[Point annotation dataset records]
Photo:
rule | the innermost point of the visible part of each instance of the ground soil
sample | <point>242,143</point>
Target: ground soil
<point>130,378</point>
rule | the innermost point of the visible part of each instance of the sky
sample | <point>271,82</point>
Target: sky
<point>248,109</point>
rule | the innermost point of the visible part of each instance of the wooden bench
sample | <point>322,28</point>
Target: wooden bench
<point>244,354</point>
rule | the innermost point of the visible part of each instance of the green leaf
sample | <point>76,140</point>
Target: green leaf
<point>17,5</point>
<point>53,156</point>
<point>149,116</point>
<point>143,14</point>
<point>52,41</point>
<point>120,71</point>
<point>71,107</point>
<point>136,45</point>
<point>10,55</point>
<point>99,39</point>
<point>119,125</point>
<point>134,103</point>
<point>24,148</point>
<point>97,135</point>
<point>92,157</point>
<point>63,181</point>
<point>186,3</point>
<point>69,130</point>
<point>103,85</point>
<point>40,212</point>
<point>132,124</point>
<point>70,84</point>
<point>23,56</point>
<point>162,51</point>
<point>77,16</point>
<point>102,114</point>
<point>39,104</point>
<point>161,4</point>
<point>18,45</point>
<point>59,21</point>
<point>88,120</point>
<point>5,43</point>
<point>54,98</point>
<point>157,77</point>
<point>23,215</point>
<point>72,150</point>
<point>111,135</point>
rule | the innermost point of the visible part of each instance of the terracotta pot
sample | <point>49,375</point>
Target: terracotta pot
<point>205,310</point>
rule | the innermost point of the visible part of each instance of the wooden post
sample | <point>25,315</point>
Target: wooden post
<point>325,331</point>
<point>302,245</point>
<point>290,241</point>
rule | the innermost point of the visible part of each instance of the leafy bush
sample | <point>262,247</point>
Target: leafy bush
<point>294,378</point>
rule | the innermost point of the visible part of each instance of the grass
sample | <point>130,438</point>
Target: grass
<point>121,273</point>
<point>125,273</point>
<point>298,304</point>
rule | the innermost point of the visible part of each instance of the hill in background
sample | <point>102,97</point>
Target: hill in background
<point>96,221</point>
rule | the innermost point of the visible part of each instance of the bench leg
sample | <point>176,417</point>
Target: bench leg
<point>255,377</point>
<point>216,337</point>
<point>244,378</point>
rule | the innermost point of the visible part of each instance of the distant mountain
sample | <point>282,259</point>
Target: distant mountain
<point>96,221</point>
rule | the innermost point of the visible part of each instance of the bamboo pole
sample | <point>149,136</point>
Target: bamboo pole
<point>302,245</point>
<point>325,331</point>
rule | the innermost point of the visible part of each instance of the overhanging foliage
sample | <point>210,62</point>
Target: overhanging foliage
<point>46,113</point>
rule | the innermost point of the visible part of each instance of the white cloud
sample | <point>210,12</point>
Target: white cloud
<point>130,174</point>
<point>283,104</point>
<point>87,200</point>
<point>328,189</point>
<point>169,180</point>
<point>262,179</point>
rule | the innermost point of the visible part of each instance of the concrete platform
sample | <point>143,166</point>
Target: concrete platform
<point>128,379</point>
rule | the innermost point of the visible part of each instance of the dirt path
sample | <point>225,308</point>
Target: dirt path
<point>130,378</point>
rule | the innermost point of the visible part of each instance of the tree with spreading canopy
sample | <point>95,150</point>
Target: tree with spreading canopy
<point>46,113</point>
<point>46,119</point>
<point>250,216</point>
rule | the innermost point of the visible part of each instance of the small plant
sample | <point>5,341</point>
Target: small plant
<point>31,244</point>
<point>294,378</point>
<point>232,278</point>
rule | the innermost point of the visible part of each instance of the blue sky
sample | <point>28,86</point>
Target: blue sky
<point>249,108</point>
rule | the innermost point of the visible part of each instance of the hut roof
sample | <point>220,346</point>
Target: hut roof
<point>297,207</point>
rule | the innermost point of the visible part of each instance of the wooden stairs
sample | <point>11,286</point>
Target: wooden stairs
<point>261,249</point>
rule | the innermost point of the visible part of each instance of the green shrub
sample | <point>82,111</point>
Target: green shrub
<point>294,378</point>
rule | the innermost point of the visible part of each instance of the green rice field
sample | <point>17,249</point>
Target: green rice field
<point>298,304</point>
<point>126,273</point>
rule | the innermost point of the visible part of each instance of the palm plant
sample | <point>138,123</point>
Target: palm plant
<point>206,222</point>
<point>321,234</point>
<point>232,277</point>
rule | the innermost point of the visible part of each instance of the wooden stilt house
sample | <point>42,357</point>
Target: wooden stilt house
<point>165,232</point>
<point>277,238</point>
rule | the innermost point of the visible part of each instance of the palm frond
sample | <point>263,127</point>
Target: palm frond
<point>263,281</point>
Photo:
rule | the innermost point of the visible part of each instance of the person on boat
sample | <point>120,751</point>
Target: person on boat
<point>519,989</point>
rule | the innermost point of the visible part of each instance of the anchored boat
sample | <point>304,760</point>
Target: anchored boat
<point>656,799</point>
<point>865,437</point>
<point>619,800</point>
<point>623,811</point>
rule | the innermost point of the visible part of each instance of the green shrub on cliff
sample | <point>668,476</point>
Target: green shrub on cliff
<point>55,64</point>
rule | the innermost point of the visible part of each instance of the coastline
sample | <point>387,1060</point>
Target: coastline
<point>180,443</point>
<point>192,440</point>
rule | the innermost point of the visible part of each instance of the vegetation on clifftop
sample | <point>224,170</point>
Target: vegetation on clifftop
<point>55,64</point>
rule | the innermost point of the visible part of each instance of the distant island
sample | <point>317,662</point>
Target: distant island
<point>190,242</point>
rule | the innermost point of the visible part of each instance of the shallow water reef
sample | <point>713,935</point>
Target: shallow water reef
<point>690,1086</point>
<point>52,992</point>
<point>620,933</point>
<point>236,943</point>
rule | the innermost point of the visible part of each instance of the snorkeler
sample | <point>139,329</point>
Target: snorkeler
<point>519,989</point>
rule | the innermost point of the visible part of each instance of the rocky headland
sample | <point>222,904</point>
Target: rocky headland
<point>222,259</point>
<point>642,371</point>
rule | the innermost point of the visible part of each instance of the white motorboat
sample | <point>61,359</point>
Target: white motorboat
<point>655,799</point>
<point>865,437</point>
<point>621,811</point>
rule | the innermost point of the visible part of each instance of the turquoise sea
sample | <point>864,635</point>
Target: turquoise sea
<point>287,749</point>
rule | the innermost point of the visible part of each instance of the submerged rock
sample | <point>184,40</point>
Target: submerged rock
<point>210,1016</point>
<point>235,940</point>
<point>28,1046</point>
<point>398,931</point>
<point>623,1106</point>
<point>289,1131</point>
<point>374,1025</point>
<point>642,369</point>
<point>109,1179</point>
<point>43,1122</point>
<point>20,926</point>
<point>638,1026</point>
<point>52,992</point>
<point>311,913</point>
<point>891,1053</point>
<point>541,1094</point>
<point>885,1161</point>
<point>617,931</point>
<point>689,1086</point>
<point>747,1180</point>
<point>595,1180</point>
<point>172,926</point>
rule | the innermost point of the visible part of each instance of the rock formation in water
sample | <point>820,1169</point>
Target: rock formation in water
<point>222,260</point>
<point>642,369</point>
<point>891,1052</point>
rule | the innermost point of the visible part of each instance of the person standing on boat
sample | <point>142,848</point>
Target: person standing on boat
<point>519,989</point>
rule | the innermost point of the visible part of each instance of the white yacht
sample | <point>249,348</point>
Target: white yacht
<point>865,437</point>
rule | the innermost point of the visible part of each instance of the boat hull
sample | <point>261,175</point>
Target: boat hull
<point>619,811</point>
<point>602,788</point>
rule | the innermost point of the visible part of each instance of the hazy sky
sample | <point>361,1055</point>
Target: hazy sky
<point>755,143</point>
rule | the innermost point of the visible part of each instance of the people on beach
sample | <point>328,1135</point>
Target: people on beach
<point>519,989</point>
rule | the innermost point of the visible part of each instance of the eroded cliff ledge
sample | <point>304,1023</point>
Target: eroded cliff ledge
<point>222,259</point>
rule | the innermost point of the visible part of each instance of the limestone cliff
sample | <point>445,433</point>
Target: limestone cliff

| Given request |
Can you rename "white motorboat" to "white speedboat" in the stretch from the line containing "of the snorkeler" through the line containing "<point>891,1052</point>", and give those lines again with everything else unchanged?

| Reply to the exercise |
rule | the innermost point of the visible part of each instance of the snorkeler
sample | <point>139,329</point>
Target: snorkeler
<point>519,989</point>
rule | the innermost point of the visible part of each instance of the rocky headland
sample | <point>222,904</point>
Target: rocky headland
<point>222,259</point>
<point>642,371</point>
rule | the innermost point of the visible part of each instance of the white speedboat
sample | <point>61,359</point>
Target: white speedboat
<point>655,799</point>
<point>865,437</point>
<point>621,811</point>
rule | the innermost point of the visible part of each instance of the turquoise sea
sample | <point>864,635</point>
Target: turquoise sea
<point>287,749</point>
rule | the innermost point of the visible part of each instance of the submerged rock
sample | <point>184,40</point>
Target: submerged rock
<point>210,1016</point>
<point>235,940</point>
<point>28,1046</point>
<point>398,931</point>
<point>623,1106</point>
<point>289,1131</point>
<point>374,1025</point>
<point>642,369</point>
<point>109,1179</point>
<point>43,1122</point>
<point>20,926</point>
<point>638,1026</point>
<point>52,992</point>
<point>311,913</point>
<point>891,1053</point>
<point>541,1094</point>
<point>885,1161</point>
<point>617,931</point>
<point>689,1086</point>
<point>747,1180</point>
<point>595,1180</point>
<point>172,926</point>
rule | the innermost point of the visible part of each instance of the rock formation in water
sample | <point>820,1169</point>
Target: rock formation in water
<point>222,260</point>
<point>642,369</point>
<point>891,1052</point>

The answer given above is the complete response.